(Document text)
◇ ◇ ◇ ◇ ◇ ◇ ◇

I still fondly recall how my father used to give me money every day so I could go play video games, such as Pacman and Space Invaders, at the video game parlour on Park Street, Kolkata. It wasn’t just for fun and entertainment. My father understood that playing video games would help improve my hand-eye coordination, which would help with my tennis training.
Video games have been around for years, and today, they have evolved into e-sport. The big difference between the 1980s, when I played Pacman to help with my training, and the current times, is that e-sport has its dedicated tournaments and an entire ecosystem. E-sport is no longer just a supplement to training or a recreational activity. It can be taken up professionally, just like any other sport.
Apart from the fact that the e-sport industry is growing by leaps and bounds globally and in India, it is also finding recognition internationally, at the biggest sporting events. Earlier this year, the Olympics, for the first time, had the Olympic Virtual Series (OVS), where people from across the world could compete in virtual sport such as cycling, sailing, motorsports, etc. Even the Asian Games is set to introduce e-sports as a full-fledged medal event in next year’s edition.
It is time for India to embrace e-sport and grab these opportunities, especially as e-sport is being driven by the growth of mobile e-sport. Smartphones have become the norm now, and the younger generation is intuitively used to them. The pandemic has accelerated the online ecosystem, and everything from classes to meetings now take place virtually. The number of mobile e-sport tournaments has also increased, giving people from all over the country the chance to compete with the best, irrespective of their location.
In fact, one of the biggest advantages of e-sport is that it is location-agnostic. With affordable data, youngsters can train from the comfort of their homes, learn from the best coaches, and compete against other e-sport athletes. Training is a crucial part of development in any sport, and with e-sport, children do not need to travel away from their homes in order to hone their skills. With e-sport moving to mobile for the masses, even legacy barriers such as the high cost of gaming PCs and consoles have been removed. All one needs is a smartphone and a good internet connection to participate in competitions.
Being location-agnostic, e-sport is, by default, more inclusive. We are aware of the untapped talent that rural India has. So many champions who have won laurels for India in various sports have come from our Tier 2 and Tier 3 cities and towns and villages. With internet penetration increasing, rural India is poised to produce many potential champions in e-sport as well as the availability of smartphones increases and data packages become more affordable, bridging the digital divide. More opportunities are the need of the hour. We need to educate people on e-sport, and hold competitions and tournaments at large scales on the national level to unearth talent and provide them with the right support systems to develop.

◇ ◇ ◇ ◇ ◇ ◇ ◇

(Given information)

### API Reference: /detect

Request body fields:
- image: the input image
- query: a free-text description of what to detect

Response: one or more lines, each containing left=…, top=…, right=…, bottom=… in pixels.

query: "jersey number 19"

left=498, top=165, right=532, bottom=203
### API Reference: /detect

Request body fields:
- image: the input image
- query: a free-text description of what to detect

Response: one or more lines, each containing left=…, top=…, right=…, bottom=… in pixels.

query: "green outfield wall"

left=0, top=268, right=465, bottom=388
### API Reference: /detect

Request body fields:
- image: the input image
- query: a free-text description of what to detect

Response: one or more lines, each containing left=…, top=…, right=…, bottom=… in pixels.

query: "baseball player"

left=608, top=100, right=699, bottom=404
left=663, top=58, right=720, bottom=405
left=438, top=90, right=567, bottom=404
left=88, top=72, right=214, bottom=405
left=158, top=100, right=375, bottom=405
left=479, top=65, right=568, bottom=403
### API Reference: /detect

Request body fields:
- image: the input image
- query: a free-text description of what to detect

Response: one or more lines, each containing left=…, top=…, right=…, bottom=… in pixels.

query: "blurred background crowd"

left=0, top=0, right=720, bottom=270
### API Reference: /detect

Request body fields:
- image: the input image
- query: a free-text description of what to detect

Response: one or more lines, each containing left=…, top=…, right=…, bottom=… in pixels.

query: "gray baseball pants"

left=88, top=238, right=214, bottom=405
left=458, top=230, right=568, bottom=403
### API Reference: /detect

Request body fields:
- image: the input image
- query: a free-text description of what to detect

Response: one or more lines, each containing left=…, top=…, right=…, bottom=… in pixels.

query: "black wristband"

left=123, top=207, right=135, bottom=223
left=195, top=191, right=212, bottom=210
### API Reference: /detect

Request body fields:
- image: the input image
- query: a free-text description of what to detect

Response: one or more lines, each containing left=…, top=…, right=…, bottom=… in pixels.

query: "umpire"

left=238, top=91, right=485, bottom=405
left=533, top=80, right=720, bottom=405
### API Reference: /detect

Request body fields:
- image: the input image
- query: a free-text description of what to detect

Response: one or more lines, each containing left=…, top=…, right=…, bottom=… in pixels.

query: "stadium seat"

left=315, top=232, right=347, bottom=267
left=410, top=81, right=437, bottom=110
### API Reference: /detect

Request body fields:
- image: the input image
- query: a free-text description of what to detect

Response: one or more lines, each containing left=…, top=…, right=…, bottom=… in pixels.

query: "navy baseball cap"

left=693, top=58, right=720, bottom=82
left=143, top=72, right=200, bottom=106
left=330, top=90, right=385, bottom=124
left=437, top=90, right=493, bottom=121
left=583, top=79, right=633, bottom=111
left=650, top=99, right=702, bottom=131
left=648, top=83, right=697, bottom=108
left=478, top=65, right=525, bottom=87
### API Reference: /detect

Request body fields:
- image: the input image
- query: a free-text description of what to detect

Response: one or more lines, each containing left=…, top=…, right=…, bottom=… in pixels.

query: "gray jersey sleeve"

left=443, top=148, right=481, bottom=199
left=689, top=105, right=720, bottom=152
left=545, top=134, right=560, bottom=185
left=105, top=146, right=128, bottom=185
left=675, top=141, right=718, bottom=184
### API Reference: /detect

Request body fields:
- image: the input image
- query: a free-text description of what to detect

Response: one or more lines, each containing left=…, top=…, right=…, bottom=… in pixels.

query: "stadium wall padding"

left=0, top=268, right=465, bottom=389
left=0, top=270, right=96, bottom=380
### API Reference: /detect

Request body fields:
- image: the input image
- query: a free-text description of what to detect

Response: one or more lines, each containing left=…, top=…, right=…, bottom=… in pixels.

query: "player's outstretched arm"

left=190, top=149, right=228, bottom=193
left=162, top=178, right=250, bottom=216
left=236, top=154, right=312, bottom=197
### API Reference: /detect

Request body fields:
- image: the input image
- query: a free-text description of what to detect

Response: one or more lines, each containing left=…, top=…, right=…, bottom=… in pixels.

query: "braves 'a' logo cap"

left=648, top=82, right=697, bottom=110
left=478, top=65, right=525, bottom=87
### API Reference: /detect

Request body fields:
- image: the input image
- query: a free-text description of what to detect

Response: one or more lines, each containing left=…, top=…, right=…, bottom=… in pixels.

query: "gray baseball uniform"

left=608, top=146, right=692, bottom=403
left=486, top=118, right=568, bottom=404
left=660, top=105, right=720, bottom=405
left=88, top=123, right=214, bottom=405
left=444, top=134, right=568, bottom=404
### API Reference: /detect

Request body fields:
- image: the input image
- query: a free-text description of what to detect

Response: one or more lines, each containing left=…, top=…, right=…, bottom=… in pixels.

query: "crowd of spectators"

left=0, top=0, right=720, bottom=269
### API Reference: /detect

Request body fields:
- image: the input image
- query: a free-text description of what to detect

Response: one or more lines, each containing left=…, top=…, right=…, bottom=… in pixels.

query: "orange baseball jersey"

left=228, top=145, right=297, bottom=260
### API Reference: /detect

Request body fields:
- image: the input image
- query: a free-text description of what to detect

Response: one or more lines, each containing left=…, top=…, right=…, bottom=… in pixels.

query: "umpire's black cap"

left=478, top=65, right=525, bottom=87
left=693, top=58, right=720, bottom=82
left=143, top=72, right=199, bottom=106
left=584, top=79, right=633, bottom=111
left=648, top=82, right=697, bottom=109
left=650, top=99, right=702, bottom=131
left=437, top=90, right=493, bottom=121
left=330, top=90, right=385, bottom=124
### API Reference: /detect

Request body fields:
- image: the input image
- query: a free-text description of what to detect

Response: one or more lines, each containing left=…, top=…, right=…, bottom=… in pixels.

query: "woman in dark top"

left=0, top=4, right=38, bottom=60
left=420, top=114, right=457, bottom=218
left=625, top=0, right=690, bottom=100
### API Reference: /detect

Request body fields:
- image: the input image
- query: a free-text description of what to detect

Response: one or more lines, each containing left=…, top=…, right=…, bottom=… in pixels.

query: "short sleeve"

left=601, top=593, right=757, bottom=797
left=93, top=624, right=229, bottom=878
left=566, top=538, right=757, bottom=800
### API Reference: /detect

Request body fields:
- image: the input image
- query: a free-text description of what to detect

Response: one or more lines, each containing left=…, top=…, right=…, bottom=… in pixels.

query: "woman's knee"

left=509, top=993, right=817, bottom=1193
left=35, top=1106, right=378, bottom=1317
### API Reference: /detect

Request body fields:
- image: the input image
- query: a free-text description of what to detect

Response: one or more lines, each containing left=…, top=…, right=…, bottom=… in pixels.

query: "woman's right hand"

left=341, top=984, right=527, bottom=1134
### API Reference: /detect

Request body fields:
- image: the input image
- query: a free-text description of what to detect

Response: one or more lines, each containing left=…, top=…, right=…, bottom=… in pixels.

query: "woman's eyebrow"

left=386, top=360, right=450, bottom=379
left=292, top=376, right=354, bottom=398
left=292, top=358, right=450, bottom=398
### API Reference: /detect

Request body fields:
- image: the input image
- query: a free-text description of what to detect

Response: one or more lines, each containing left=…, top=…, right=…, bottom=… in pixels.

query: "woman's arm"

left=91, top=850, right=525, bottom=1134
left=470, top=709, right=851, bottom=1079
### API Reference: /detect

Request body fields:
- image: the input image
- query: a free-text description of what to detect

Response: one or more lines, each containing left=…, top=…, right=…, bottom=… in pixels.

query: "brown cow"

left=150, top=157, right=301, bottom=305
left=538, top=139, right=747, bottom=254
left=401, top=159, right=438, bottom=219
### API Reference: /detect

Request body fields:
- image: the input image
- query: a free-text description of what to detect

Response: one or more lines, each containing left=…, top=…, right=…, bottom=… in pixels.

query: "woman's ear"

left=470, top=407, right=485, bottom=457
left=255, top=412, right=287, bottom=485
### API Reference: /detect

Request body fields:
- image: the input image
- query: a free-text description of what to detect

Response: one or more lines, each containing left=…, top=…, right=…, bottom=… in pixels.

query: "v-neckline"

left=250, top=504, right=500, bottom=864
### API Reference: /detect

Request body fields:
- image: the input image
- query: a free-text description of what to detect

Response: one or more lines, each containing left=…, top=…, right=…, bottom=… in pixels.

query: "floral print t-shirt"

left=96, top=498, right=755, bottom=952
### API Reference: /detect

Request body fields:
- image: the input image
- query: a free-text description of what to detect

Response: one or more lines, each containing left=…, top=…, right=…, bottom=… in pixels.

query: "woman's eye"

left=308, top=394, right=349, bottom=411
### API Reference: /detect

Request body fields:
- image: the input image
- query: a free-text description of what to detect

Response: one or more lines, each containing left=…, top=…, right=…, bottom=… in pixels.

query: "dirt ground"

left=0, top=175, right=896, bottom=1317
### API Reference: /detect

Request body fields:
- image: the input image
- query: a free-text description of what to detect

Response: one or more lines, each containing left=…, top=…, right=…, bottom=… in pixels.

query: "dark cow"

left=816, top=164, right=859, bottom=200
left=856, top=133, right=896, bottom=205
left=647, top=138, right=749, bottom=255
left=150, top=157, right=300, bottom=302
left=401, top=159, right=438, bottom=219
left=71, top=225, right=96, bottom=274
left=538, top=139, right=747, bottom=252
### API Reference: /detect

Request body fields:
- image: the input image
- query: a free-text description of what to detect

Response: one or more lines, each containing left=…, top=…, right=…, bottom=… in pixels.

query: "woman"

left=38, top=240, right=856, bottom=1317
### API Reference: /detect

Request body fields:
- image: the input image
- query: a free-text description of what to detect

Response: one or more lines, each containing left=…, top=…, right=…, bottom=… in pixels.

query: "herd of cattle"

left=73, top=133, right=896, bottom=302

◇ ◇ ◇ ◇ ◇ ◇ ◇

(Exercises to complete)
1 – Could you retype the part of the e-sport article that starts at "It is time for" and ends at "of their location."?
2 – Can you continue the article on e-sport from where it stops?

(Task results)
1 –
It is time for India to embrace e-sport and grab these opportunities, especially as e-sport is being driven by the growth of mobile e-sport. Smartphones have become the norm now, and the younger generation is intuitively used to them. The pandemic has accelerated the online ecosystem, and everything from classes to meetings now take place virtually. The number of mobile e-sport tournaments has also increased, giving people from all over the country the chance to compete with the best, irrespective of their location.

2 –
With the pandemic forcing children indoors, e-sport can be a good medium to help them inculcate the values of sport. Camaraderie, team work, spirit of the game, passion — if promoted correctly these remain the same irrespective of the sport being physical, digital, or a combination of the two. Children can connect with their peers virtually and compete in e-sport to build the sporting spirit. These values are also great takeaways for them in the real world. In a survey conducted this year, 76% of gamers said that by regularly assessing how to win a game, they could develop their analytical skills.
The adoption of any new technology needs to be preceded by a change in mindset, and we are slowly seeing our fellow Indians recognise the opportunity that e-sport presents. Young Tirth Mehta from Gujarat was one of the bronze medal winners in the e-sport demo event at the 2018 Asian Games in Jakarta, at a time when e-sport wasn’t as widely recognised. However, a lot has changed in the past three years and the significant investments that are pouring into e-sports in India reflect the all-round optimism about its growth and recognition.
With India producing several new sporting heroes, the latest example being Neeraj Chopra, who got our country enthused by a sport like javelin, parents are also encouraging their children to pursue sport professionally.
For e-sport, like for all sport, this trend needs to be sustained and further encouraged. We can do so with the right decisions taken by the stakeholders such as the government, e-sport companies, and e-sport athletes themselves. It may not be long before e-sport emerges as a medal event in some form on a popular large stage such as the Olympics, and with the right preparation, India could become one of the front-runners.